> **Exercise**
Please reproduce every entry, keeping each one exact.

- Opening Delimiter -

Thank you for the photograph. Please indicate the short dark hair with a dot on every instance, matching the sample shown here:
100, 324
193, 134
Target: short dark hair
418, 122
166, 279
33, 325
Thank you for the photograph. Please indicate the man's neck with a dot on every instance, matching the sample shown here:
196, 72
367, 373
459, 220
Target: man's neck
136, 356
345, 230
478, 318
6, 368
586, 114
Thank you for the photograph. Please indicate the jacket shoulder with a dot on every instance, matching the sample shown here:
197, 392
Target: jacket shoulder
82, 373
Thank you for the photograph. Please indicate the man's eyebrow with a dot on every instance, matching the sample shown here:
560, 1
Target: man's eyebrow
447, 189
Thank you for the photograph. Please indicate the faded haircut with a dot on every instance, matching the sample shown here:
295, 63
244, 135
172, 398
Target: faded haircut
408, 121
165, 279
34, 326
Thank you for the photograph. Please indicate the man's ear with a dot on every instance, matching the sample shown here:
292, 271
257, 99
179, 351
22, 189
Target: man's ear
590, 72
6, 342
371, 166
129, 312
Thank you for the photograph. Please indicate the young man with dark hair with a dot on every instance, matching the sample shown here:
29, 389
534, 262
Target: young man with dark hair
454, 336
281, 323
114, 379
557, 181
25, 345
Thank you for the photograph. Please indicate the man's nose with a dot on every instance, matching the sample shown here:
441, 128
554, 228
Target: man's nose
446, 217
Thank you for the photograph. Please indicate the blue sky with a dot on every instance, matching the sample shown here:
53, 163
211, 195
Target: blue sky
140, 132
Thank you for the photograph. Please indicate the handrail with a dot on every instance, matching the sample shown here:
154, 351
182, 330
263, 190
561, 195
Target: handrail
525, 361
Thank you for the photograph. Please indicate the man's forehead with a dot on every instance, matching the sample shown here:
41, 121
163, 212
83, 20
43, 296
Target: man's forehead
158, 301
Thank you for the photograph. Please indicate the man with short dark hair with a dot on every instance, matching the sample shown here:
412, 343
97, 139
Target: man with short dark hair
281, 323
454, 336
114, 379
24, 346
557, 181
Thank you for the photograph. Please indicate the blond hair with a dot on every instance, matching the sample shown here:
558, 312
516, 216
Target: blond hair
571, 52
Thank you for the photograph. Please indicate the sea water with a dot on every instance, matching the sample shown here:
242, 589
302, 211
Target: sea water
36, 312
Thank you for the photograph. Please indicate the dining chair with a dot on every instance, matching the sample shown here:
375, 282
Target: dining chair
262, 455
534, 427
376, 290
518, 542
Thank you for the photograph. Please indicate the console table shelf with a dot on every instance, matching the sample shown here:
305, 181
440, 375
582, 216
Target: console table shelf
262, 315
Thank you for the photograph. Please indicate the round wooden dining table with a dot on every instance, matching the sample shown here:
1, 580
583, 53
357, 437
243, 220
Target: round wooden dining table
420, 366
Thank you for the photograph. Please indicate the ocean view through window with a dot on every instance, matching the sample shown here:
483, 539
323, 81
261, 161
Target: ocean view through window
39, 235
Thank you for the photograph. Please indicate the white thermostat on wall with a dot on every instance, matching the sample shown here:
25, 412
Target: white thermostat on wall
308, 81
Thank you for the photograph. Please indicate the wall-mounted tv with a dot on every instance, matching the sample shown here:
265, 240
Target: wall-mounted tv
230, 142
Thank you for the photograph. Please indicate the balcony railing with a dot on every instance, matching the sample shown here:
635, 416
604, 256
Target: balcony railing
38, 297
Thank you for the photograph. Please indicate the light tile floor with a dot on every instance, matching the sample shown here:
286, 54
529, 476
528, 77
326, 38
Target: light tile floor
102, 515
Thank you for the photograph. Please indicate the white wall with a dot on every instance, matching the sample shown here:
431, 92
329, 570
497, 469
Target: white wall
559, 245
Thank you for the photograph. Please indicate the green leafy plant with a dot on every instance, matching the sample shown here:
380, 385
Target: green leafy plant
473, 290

- Closing Delimiter -

> **Exercise response**
Thank you for the photograph. Please indicate the short dark hair with a dot on every instance, matching the sample shown here:
100, 324
193, 134
Target: short dark hair
418, 122
166, 279
33, 325
Thank you for the photograph. Please indicate the man's neck with a dot on every instance, matching the sample shown here:
196, 72
367, 373
459, 220
Target: man's neck
136, 356
345, 230
478, 318
6, 368
586, 114
Thank you for the photograph. Please indicate the jacket shoulder with a dot on every instance, matching the sample shown here:
197, 392
Target: jacket shoulder
82, 373
Thank you for the photograph. Please indicate the man's eyebrow with a dot on every instance, matching the sample shown here:
560, 1
Target: man's eyebrow
447, 189
Thank you for the photograph. Please indicate the faded haircut with a dot on every instance, matching the sample shown here:
295, 63
244, 135
172, 398
Target: faded haircut
408, 121
165, 279
34, 326
Thank you for the photograph. Please indicate the man's ear with a dot on every instance, matching the sample shown here:
292, 271
257, 99
179, 351
22, 189
Target: man's ear
590, 72
6, 342
371, 166
129, 312
Thank you for the photograph. Please indicate the young man with dark hair with a dot on every instance, matching the sample shown here:
29, 389
534, 262
Target: young man with dark hair
454, 336
281, 323
114, 379
557, 181
25, 345
Thank you for the photograph. Please indicate the man's nose with a dot on every instance, matching the sample shown here:
441, 128
554, 228
Target: man's nose
446, 217
Thank you for the photograph. Please indicate the blue sky with a dot on every instance, matching the sample shown here:
53, 163
211, 195
Target: blue sky
140, 132
Thank you for the photograph. Please indicate the handrail with a dot on every instance, matching the sample shown here:
154, 351
182, 330
263, 190
561, 195
Target: handrail
525, 361
Thank you for the photograph. Please indicate the man's forehead with a dot on every instance, matching the sample shown here:
41, 121
163, 212
83, 20
43, 296
Target: man's forehead
158, 301
Thank you for the photograph. Please indicate the man with short dark hair with a dot on every instance, matching the sample shown here:
412, 343
97, 139
Target: man with short dark hair
281, 323
454, 336
114, 379
24, 346
557, 181
Thank you for the photograph. Please indicate the blond hair with a dot on every instance, matching the sample shown here:
558, 312
516, 216
Target: blond hair
571, 52
Thank you for the photograph. Please indicate the sea water with a dot on every instance, matching the sample shown here:
242, 589
302, 211
Target: sea water
36, 312
Thank you for the photograph. Please indicate the dining chair with a dot on every instance, matching the sample shown here:
375, 282
Target: dining chair
262, 455
534, 427
376, 290
518, 542
Thank you for the photograph. Please indicate the console table shelf with a dot on every instance, matching the sample shown here:
305, 181
440, 375
582, 216
Target: console table shelf
262, 315
Thank you for the photograph. Please indicate the round wooden dining table with a dot on every instance, matching the sample shown here:
1, 580
583, 53
357, 437
243, 220
Target: round wooden dining table
420, 366
Thank you for the photograph. Please indicate the ocean view through window with a dot on every instance, matching the sample shown here:
483, 539
323, 81
261, 161
Target: ocean view through window
39, 235
Thank you for the photograph. Please indicate the white thermostat on wall with a dot on every instance, matching the sample shown here:
25, 412
Target: white thermostat on wall
308, 81
Thank you for the photograph. Please indicate the wall-mounted tv with a dot on every instance, matching the sample shown here:
265, 240
Target: wall-mounted tv
230, 142
Thank you for the photograph. Please indicate the balcony railing with a dot on every instance, matching the sample shown here:
635, 416
604, 256
Target: balcony railing
38, 297
Thank you for the photograph. Please indicate the light tile floor with a dot on every instance, matching the sample shown here:
286, 54
529, 476
528, 77
326, 38
Target: light tile floor
102, 515
Thank you for the photograph. Please indicate the white wall with a dot on every instance, matching the sample shown here:
431, 92
329, 570
497, 469
Target: white wall
559, 245
Thank you for the photograph. Please indicate the green leafy plant with a dot on every instance, matching the sample shown here:
380, 385
Target: green leafy plant
473, 290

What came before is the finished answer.